• Prompt A:
Decide whether each statement agrees with the post on sibling rivalry, answering yes or no and quoting the words of the post that settle it: (i) The family described has four boys. (ii) The writer says rivalry happens only in families made up of boys. (iii) The writer rarely worries about whether the children will be friends.

______________________________

God’s Prescription for Sibling Rivalry

Do you ever have days (or whole weeks, even years) when you wonder if your children will ever truly be friends? With each other?

Will the bickering, arguing, fairness issues, offensive nature and general annoyances toward one another ever end?

I wonder. All. The. Time. Truth be told, I worry about it more than I’d like to admit. In a house filled with boys, we battle these issues regularly. But, I know from other moms I’ve talked to, that this can happen with all boys, all girls or a mix of both. Where two or more siblings are gathered, there’s bound to be some rivalry.

As a homeschooling family with four boys, our school work involves just as much, if not more character training in brotherly kindness than anything else. Because we spend so much time together at home, there are a plethora of training opportunities waiting around every corner. And I mean EVERY corner. Most days I am baffled by the amount of ongoing tit for tat and, what feels like, never-ending rights violations amongst our crew. You might be thinking that I am strictly talking about my sons. No, this would include me too.

God has a way of showing His children the parallels between our relationship with Him and ours with our own children. Often, my eyes are opened to this when I am busy complaining and feeling defeated by all the ways that I cannot control my boys.

Can you relate?

He knows where I am weak. And if I am willing to pour out to God, to offer Him my weaknesses and frustrations, He is always faithful to help me live beyond myself. He can do that for all of us.

But, too often I’ve held on to my rights and all the ways that I felt they’ve been violated within a given day . . . and I keep a tight grip on my justifications for being frustrated and feeling defeated by my inability to make my children be kind to
one another. Being a homeschooling mom can be wearying, exhausting…but our God
sees me. He sees you. He knows how difficult the heart issues of raising and educating our children can be. And that is why He’s waiting for us to pour out,
to empty ourselves of all the striving and battling we do on our own…without
Him.

______________________________

• Prompt B:
Output the records from their first line up to and including the line with "53 404 L 137" as a Markdown table with the columns n and Line. Number each row in n, and leave out blank lines.

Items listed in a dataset
______________________________

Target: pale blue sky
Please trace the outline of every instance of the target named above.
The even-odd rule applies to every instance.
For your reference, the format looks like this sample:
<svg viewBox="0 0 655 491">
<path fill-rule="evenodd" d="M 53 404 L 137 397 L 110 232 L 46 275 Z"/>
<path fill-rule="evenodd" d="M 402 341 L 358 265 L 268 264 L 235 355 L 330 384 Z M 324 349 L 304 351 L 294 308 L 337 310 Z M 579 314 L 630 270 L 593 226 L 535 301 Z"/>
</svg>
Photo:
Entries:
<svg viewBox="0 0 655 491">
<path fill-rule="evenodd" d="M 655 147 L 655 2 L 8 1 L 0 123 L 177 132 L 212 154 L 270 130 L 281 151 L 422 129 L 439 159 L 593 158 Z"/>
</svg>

______________________________

• Task result A:
(i) Yes: "As a homeschooling family with four boys"
(ii) No: "this can happen with all boys, all girls or a mix of both"
(iii) No: "I worry about it more than I’d like to admit"

• Task result B:
| n | Line |
|---|---|
| 1 | Target: pale blue sky |
| 2 | Please trace the outline of every instance of the target named above. |
| 3 | The even-odd rule applies to every instance. |
| 4 | For your reference, the format looks like this sample: |
| 5 | <svg viewBox="0 0 655 491"> |
| 6 | <path fill-rule="evenodd" d="M 53 404 L 137 397 L 110 232 L 46 275 Z"/> |